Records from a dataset
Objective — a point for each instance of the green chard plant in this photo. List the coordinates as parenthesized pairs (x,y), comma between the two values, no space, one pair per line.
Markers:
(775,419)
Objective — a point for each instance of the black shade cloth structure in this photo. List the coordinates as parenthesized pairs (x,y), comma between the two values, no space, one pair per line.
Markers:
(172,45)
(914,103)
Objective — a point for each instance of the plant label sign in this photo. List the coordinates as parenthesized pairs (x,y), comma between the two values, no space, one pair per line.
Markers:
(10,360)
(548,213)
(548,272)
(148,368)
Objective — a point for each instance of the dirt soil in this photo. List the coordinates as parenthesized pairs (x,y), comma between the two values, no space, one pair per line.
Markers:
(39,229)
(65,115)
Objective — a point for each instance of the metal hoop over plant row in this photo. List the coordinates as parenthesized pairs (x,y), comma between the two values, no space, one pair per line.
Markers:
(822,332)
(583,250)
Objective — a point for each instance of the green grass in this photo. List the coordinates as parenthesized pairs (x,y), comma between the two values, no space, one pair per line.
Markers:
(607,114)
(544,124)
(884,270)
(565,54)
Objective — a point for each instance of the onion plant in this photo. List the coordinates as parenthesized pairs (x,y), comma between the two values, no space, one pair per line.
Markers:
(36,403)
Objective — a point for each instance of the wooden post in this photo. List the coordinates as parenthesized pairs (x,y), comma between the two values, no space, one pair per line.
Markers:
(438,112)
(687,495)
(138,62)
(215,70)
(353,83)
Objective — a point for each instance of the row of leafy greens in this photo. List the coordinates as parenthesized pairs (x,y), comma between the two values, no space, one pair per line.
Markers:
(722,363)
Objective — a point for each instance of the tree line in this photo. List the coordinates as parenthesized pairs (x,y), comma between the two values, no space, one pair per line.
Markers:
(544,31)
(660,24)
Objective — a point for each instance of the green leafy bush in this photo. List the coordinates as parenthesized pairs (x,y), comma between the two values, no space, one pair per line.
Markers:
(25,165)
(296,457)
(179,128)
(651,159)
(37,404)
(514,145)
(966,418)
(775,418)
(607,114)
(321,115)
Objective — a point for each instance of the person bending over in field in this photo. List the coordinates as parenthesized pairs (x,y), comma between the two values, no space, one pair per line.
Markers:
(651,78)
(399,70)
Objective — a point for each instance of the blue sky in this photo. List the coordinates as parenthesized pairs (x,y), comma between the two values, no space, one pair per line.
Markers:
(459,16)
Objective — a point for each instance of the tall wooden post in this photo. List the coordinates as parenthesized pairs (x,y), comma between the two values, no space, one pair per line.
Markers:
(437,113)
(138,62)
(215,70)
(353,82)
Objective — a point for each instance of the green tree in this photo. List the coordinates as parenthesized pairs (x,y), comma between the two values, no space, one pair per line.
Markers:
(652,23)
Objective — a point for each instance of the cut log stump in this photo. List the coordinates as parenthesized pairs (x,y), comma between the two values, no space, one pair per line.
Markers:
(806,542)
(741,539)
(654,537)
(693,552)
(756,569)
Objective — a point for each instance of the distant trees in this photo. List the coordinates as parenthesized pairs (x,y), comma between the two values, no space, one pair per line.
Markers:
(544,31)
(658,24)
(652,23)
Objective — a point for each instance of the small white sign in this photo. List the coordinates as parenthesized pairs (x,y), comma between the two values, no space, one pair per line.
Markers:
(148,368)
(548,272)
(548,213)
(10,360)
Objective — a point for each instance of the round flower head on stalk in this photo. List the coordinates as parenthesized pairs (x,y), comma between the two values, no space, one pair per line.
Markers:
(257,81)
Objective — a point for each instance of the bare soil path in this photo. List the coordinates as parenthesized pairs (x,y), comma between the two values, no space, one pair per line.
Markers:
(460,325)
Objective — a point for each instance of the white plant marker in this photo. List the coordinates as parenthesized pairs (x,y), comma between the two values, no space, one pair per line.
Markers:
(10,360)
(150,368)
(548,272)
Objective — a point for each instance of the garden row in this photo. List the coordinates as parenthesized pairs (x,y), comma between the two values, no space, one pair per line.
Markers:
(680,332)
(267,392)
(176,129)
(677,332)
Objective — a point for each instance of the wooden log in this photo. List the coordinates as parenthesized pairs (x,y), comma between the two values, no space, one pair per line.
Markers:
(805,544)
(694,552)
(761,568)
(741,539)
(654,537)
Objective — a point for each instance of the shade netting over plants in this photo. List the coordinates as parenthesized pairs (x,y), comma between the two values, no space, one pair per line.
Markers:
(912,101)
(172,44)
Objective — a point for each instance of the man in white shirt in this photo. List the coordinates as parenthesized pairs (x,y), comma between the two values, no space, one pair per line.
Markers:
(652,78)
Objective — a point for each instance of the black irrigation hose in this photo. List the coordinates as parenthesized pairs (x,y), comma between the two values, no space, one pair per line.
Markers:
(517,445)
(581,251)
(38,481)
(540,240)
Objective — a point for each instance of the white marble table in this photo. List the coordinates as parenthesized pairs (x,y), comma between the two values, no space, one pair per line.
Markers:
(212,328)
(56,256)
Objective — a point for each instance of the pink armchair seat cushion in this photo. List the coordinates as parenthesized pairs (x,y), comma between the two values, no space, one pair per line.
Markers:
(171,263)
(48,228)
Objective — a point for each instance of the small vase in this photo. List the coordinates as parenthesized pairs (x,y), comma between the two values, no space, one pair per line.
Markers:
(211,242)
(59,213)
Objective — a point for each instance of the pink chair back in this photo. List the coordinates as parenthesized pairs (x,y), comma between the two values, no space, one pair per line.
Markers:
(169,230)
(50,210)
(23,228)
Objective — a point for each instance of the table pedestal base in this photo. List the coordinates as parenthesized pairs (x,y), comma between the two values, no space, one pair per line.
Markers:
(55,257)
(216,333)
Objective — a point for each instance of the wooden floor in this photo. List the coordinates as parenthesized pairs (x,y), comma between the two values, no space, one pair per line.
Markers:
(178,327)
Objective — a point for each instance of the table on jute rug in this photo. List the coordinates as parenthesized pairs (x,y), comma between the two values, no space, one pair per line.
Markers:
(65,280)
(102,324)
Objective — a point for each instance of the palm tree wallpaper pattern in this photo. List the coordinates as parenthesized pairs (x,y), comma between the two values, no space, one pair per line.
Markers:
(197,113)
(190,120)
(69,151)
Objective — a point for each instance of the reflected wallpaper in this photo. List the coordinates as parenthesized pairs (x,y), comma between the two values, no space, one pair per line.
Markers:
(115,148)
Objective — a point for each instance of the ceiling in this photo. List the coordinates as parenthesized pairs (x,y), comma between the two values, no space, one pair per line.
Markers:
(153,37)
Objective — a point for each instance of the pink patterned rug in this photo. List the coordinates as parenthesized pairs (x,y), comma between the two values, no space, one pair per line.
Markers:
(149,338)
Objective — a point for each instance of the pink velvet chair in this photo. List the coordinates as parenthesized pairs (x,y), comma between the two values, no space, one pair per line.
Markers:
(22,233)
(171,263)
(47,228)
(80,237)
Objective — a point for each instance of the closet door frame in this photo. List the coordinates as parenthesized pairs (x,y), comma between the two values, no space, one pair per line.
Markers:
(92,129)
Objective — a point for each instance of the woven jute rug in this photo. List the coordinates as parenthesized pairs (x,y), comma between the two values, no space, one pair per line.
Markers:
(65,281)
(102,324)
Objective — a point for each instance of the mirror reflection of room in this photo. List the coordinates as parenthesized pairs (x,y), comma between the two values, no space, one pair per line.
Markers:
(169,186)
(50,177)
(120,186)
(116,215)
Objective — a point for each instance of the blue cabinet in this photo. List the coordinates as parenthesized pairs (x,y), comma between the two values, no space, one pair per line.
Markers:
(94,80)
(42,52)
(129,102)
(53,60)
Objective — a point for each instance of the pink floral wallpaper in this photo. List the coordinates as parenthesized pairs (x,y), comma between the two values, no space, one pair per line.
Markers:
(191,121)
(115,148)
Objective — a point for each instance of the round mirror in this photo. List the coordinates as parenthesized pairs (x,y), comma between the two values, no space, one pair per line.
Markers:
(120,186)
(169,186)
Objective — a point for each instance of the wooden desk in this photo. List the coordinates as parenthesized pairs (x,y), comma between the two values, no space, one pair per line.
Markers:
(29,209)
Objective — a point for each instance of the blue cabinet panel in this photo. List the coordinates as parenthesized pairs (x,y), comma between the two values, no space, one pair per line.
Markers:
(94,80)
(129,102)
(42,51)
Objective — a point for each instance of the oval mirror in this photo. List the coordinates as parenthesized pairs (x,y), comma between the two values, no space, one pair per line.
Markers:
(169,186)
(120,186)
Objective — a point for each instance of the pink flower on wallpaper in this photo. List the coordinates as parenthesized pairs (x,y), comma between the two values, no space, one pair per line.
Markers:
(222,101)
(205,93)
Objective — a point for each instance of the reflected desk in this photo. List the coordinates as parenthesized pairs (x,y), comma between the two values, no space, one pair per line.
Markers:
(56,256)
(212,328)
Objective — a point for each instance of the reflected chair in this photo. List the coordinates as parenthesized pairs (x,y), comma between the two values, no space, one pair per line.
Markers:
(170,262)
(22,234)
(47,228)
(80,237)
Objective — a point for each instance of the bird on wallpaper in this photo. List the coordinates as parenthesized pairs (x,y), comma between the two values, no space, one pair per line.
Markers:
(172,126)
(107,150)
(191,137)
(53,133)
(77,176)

▶ Exercise goal
Go through the entries above and copy out every line that includes the word "table".

▶ Exercise solution
Objective — a point for each instance of the white marble table in this photo. List the coordinates as parenthesized pairs (x,y), comma between the two values, no space, one pair per line.
Objective — a point for each instance of the table pedestal base in this photo. List the coordinates as parenthesized pairs (x,y), comma between the two values, no space, one pair per line.
Objective — a point for each instance of the table on jute rug in this photo. List the coordinates as parenthesized pairs (x,y), comma between the two values, no space, one pair per line.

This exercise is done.